### SELECTED PASSAGE
# # # # #

Krešimir "Krešo" Ćosić (/hr/; 26 November 1948 – 25 May 1995) was a Croatian professional basketball player and coach. He was a collegiate All-American at Brigham Young University. He was the first basketball player in the world to play all five positions.

In 1996, Ćosić became only the third international player ever elected to the Naismith Memorial Basketball Hall of Fame (the second male player). He is one of 62 people in the world that received the FIBA Order of Merit. In 2006, he was inducted into the College Basketball Hall of Fame, and in 2007, he was also an inaugural member of the FIBA Hall of Fame. The Croatian Basketball Cup, and KK Zadar's home arena, are named after him. Ćosić was voted best Croatian athlete of the 20th century twice; by Croatian Sports News and by Croatian National Television.

Ćosić was a notable church leader and missionary of the Church of Jesus Christ of Latter-day Saints, as well as the deputy ambassador of Croatia to the U.S., in Washington, D.C.

==Early club career==
Ćosić was born in Zagreb (PR Croatia, FPR Yugoslavia), on 26 November 1948, to Ante and Darinka Ćosić. He was raised in Zadar, and in 1965, he started his club basketball playing career, by playing with KK Zadar. While with Zadar, he won three Yugoslav League titles: in 1965, 1967, and 1968.

==College career and NBA draft==
In the summer of 1968, Ćosić was in a European team with Finnish player Veikko Vainio. Vainio, a student at Brigham Young University (BYU), told him about life in college, and invited him to play for the BYU Cougars. Ćosić accepted this invitation, and moved to the United States, in 1969. In his freshman year, he played in 12 games for the freshman team, averaging 17.4 points and 12.6 rebounds per game. In his sophomore year, he averaged 15.1 points and 12.6 rebounds per game, leading BYU to the 1971 WAC Championship.

# # # # #

### PROBLEM A
In the Krešimir Ćosić biography, which three Yugoslav League titles did he win while playing with KK Zadar?
### PROBLEM B
Translate this sentence from the Ćosić biography into Spanish: "He was the first basketball player in the world to play all five positions."
### PROBLEM C
Check each statement against the Ćosić biography and say whether it agrees: (i) Ćosić was born in Zadar. (ii) Ćosić became an inaugural member of the FIBA Hall of Fame in 2007. (iii) In his sophomore year at BYU, Ćosić averaged 17.4 points per game.

# # # # #

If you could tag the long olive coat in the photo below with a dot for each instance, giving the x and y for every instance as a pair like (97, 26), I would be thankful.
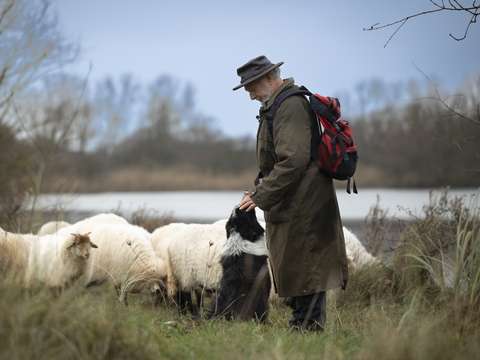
(304, 229)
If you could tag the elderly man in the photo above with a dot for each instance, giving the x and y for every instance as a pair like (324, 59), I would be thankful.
(304, 230)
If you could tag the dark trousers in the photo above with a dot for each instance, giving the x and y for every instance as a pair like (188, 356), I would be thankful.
(309, 311)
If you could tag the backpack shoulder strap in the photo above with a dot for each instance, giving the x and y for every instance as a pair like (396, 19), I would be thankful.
(270, 114)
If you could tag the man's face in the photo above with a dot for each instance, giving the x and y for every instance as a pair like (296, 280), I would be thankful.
(260, 89)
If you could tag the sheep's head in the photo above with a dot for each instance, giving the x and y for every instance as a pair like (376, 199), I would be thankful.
(80, 245)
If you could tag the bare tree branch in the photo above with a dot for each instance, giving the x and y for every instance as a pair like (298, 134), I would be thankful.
(453, 5)
(444, 102)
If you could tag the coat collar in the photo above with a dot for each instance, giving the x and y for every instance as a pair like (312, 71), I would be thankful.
(287, 83)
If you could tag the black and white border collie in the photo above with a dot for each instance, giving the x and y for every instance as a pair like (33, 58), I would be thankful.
(245, 284)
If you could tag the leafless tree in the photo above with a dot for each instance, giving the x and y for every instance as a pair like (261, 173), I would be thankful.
(30, 47)
(472, 10)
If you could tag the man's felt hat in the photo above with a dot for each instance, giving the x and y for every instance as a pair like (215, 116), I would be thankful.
(255, 69)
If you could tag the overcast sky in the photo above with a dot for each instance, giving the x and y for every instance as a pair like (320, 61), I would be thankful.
(321, 42)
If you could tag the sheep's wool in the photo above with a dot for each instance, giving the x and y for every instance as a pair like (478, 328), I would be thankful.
(236, 245)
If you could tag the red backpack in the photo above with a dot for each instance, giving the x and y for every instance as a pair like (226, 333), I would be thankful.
(333, 148)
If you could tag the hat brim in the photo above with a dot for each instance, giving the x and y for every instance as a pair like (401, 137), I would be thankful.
(256, 77)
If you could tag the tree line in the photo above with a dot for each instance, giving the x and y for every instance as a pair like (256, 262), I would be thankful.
(58, 130)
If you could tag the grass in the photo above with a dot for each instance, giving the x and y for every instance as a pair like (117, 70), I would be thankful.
(399, 311)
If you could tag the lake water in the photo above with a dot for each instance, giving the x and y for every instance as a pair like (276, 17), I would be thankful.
(211, 205)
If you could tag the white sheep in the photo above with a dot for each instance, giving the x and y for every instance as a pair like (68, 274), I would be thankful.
(14, 250)
(52, 227)
(192, 254)
(125, 257)
(57, 260)
(357, 255)
(103, 218)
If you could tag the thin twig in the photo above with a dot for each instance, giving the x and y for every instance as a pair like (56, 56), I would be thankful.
(443, 101)
(454, 5)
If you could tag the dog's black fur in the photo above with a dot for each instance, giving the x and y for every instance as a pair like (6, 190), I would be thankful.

# # # # #

### WORKED SOLUTION A
He won the titles in 1965, 1967, and 1968.

### WORKED SOLUTION B
Fue el primer jugador de baloncesto del mundo en jugar en las cinco posiciones.

### WORKED SOLUTION C
(i) No: "Ćosić was born in Zagreb (PR Croatia, FPR Yugoslavia)".
(ii) Yes: "in 2007, he was also an inaugural member of the FIBA Hall of Fame".
(iii) No: "In his sophomore year, he averaged 15.1 points and 12.6 rebounds per game".